What is required »
From the post about cleaning a resin bath, list everything the writer says they have used or are using on the bath.

Excerpt »
August 5th, 2017, 4:02 pm #4

My bath is made of resin not concrete and has a build up of algae and scales , seemingly like the algae was locked up in the scales. I had been using fountec as an algae eliminator but over time the buildup has gotten to the point I had to clean it better as the fountec was no longer working. I had tried different chemicals on the bath to very little success so I finally went to a steel bristled brush which has a metal blade on the reverse side. When working on resin you do need to be careful to not put too much downward pressure as you can bust thru the resin, but back and forth pressure is ok. My goal was mainly to remove as much of the scaling as possible and for the most part have accomplished this. It may need another round of cleaning. Another tip would be to use copper pennies made before 1983 as they have more copper in them. Currently using 3 pennies from the 70s and seem to be doing the job.

Detection annotation records:
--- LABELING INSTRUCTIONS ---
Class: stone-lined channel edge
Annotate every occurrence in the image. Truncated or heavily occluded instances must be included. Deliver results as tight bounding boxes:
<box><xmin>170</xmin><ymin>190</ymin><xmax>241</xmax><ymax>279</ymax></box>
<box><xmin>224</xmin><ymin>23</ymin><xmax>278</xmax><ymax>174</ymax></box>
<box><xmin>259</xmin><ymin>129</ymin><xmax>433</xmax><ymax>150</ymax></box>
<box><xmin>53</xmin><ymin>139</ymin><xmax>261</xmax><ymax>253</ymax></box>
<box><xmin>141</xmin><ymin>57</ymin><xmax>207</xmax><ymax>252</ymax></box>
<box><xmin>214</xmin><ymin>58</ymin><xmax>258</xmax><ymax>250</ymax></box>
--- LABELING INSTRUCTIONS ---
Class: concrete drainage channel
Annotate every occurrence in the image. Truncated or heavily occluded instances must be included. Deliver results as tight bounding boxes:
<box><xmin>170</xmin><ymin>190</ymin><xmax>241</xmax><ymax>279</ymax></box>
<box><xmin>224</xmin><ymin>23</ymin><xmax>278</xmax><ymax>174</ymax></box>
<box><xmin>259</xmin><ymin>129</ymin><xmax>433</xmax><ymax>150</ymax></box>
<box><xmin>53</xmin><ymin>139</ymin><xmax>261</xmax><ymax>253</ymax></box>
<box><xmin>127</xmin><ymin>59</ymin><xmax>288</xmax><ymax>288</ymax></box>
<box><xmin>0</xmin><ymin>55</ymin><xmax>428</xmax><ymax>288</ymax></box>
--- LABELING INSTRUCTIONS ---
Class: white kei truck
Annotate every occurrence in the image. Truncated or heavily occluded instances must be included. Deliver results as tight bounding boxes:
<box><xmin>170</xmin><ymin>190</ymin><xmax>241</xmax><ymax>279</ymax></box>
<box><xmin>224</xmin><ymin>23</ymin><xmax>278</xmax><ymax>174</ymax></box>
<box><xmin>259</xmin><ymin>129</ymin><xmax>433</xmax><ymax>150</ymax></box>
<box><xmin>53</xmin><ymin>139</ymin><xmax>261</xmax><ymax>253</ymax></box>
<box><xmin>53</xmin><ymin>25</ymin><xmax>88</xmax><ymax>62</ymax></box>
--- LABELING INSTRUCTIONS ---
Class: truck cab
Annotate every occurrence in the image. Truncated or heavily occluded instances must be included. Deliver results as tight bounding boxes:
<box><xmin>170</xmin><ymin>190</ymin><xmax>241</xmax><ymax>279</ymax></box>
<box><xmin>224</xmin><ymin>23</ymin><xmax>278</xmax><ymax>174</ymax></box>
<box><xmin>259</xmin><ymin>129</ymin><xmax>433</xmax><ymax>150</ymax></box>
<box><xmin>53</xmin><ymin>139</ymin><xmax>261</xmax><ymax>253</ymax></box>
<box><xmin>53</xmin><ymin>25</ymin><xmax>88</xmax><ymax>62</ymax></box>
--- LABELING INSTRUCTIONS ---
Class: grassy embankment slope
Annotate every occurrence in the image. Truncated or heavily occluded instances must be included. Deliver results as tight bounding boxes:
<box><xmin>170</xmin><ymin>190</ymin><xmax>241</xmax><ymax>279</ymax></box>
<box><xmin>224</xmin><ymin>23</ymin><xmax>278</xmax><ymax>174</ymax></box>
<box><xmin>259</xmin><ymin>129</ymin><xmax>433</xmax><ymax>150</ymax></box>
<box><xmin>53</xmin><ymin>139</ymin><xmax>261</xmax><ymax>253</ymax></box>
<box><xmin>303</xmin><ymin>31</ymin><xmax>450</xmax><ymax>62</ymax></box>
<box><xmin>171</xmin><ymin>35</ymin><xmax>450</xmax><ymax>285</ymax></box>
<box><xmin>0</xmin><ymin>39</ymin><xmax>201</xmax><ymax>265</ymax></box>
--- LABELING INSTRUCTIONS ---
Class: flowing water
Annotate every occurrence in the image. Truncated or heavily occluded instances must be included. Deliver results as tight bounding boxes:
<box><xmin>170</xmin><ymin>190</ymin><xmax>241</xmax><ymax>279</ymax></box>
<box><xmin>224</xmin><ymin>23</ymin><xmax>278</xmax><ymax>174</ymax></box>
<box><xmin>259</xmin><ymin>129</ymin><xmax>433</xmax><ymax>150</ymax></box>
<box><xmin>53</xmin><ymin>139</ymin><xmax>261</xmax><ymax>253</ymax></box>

Finished exercise »
- Fountec (as an algae eliminator)
- Different chemicals
- A steel bristled brush with a metal blade on the reverse side
- Three copper pennies from the 70s